## [作業の指示]
訪問入浴についての本文を、「先週につづいて 2度目の訪問入浴。 元気のいいトリオはユーモアをかかさない。」を含む箇所から書き起こし、「と同時に 太い管を通して風呂場へ排水され、 あたらしい湯が追加される。」まで記してください。その際、「ボート」はすべて「舟」に置き換えてください。

## [本文抜粋]

ドアの向こう

日々のメモ書き 

露天風呂

2006-05-05 | 向き合う

 先週につづいて 2度目の訪問入浴。 元気のいいトリオはユーモアをかかさない。 看護師と介助のふたり うちひとりは男性。 
 スタッフのきびきびした連携で 苦痛もなく安心して入浴を愉しめる。

 「いつかこうなる… 見ておきなさい…」 母は帰ろうとする孫を、ひきとめた。
 おばあちゃんが恥ずかしいんじゃない と遠慮するが それは杞憂だと気づく。

 部屋には防水シートが敷かれ 2つになった深いボートのような浴槽を組み立てる。 車には大型の瞬間湯沸かし器があり 湯は玄関からホースを伝い、 部屋のボートに勢いよく流れこんだ。 と同時に 太い管を通して風呂場へ排水され、 あたらしい湯が追加される。 

 看護師が健康チェックをし、 点滴など付けたまま、 2枚のバスタオルでサンドイッチになった患者は、 3人がかりで湯船に仕掛けてあるネット上に運ばれ、 そのまま横たわる。 ネットは温水面すれすれに上下でき、 頭部や足許を傾けたり、 ジャッキを使って角度の微調整をする。

 「ああ、気持ちがいい…」 シャワーにない心地よさ。 お風呂の習慣は どんなときも無くせない。 「よかった よかった!」と唱和がつづく。 明るい声掛け、ジョークをなんども聞いた。

## [保存データ]
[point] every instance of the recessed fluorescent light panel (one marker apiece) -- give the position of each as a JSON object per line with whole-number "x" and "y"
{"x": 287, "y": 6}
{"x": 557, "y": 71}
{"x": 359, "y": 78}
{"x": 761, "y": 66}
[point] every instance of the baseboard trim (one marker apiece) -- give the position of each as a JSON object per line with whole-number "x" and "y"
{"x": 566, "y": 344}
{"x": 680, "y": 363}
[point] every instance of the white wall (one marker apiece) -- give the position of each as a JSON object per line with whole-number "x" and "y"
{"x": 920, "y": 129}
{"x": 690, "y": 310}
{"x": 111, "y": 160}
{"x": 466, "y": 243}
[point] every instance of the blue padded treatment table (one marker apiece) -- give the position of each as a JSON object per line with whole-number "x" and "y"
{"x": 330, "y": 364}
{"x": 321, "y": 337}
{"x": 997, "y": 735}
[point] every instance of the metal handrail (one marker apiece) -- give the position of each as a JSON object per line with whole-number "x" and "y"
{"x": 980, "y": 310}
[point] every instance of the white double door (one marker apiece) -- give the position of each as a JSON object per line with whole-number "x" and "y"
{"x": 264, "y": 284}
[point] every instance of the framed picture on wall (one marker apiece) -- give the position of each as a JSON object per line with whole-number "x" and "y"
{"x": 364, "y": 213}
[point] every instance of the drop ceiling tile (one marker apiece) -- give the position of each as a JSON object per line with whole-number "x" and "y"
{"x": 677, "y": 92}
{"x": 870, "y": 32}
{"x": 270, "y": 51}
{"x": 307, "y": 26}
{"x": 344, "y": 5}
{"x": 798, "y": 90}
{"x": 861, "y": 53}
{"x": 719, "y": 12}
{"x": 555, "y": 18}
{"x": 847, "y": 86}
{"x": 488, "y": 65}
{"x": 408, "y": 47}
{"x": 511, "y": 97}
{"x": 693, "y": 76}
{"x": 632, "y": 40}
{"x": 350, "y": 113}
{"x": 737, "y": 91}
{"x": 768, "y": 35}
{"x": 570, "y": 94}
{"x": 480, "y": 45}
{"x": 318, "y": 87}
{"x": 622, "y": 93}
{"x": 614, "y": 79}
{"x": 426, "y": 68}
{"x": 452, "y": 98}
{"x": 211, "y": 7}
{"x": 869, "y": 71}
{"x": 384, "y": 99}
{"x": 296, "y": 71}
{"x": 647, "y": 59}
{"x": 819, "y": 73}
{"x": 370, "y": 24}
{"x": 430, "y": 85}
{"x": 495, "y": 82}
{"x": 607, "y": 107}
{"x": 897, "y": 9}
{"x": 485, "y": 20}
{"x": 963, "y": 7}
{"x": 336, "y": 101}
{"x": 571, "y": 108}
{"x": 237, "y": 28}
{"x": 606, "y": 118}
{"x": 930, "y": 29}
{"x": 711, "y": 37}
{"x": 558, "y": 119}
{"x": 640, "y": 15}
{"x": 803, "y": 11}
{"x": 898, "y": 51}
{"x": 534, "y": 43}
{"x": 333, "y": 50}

## [解答]
先週につづいて 2度目の訪問入浴。 元気のいいトリオはユーモアをかかさない。 看護師と介助のふたり うちひとりは男性。 
 スタッフのきびきびした連携で 苦痛もなく安心して入浴を愉しめる。

 「いつかこうなる… 見ておきなさい…」 母は帰ろうとする孫を、ひきとめた。
 おばあちゃんが恥ずかしいんじゃない と遠慮するが それは杞憂だと気づく。

 部屋には防水シートが敷かれ 2つになった深い舟のような浴槽を組み立てる。 車には大型の瞬間湯沸かし器があり 湯は玄関からホースを伝い、 部屋の舟に勢いよく流れこんだ。 と同時に 太い管を通して風呂場へ排水され、 あたらしい湯が追加される。